The Eagle of the Ninth

Author: Jeremy Brock
Genre: Action/Historical
Storyline: 3
Dialogue: 5
Characterization: 3
Writer’s Potential: 3

Jump to: [Synopsis] [Comments]




With the help of a Celtic slave, a Roman soldier searches ancient Caledonia for his father.


In 135 AD, 15 years after the Ninth Legion of the Roman army disappeared in northern Britain, MARCUS FLAVIUS AQUILA (23) leads a cohort of 500 troops to a Roman fort in the British countryside. LUTORIUS, a grizzled Centurion, greets Marcus and shows him the ropes. After getting the lay of the land, Marcus asks what they do for fun. Lutorius takes Marcus to CRADOC, a British charioteer. Cradoc shows Marcus the British chariots — larger and less difficult to control than Roman chariots — and they race through the cornfields and forests. Marcus and Cradoc become fast friends, to the consternation of Lutorius, GALBA, and other Centurions, who think Marcus is tainted. Galba explains that Marcus’s father was the man who lost the Eagle of the Ninth, along with 5000 men. Marcus awakens and observes that their shipment of grain hasn’t arrived. Lutorius tells him it’s normal for goods to arrive late. Marcus tells Galba to send out the patrol. While patrolling, Marcus catches sight of creatures sneaking through the tall grass. Unsure of whether or not it’s just cattle, Marcus errs on the side of caution and assembles the troops.

Legionaries and Centurions spring into action, and not a moment too soon. A huge line of Celts attack the fort. In the distance, Marcus sees the cart full of grain. So do the Celts, who form a division between the fort and the cart. Marcus is forced to lead the men out of the fort and into battle. He’s surprised to see Cradoc among the men doing battle. Marcus kills Cradoc. In the distance, Marcus sees a standard bearer carrying the Eagle of the Ninth. He flashes on his father, FLAVIUS, carrying the Eagle through their Tuscan villa. Flavius gives young Marcus a wooden reproduction of the huge, iron Eagle. He tells Marcus that the Eagle is charmed and that if young Marcus talks to his Eagle, Flavius will hear him wherever he is.

....

Things to do.
• a. Quote the synopsis word for word, starting at "Legionaries and Centurions" and ending at "wherever he is.".
• b. Translate this sentence from the synopsis into Spanish: "Lutorius tells him it's normal for goods to arrive late."
• c. Answer these questions from the synopsis:
(i) How many troops does Marcus lead to the Roman fort?
(ii) According to Galba, how many men were lost along with the Eagle of the Ninth?
(iii) What does Flavius give young Marcus?

....

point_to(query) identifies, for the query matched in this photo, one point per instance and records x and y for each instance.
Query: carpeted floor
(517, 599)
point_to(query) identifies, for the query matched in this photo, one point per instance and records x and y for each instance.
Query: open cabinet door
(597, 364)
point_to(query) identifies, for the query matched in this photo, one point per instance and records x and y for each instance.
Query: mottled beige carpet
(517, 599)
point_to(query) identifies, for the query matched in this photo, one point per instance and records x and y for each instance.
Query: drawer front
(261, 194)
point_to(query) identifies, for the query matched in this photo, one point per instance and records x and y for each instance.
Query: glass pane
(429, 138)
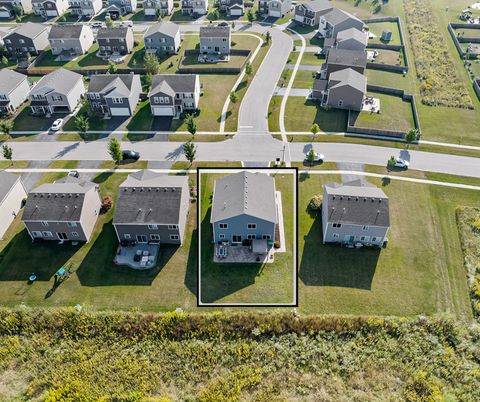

....

Answers by item.
• a.
Legionaries and Centurions spring into action, and not a moment too soon. A huge line of Celts attack the fort. In the distance, Marcus sees the cart full of grain. So do the Celts, who form a division between the fort and the cart. Marcus is forced to lead the men out of the fort and into battle. He’s surprised to see Cradoc among the men doing battle. Marcus kills Cradoc. In the distance, Marcus sees a standard bearer carrying the Eagle of the Ninth. He flashes on his father, FLAVIUS, carrying the Eagle through their Tuscan villa. Flavius gives young Marcus a wooden reproduction of the huge, iron Eagle. He tells Marcus that the Eagle is charmed and that if young Marcus talks to his Eagle, Flavius will hear him wherever he is.

• b. Lutorius le dice que es normal que las mercancías lleguen tarde.

• c.
(i) 500
(ii) 5000
(iii) A wooden reproduction of the huge, iron Eagle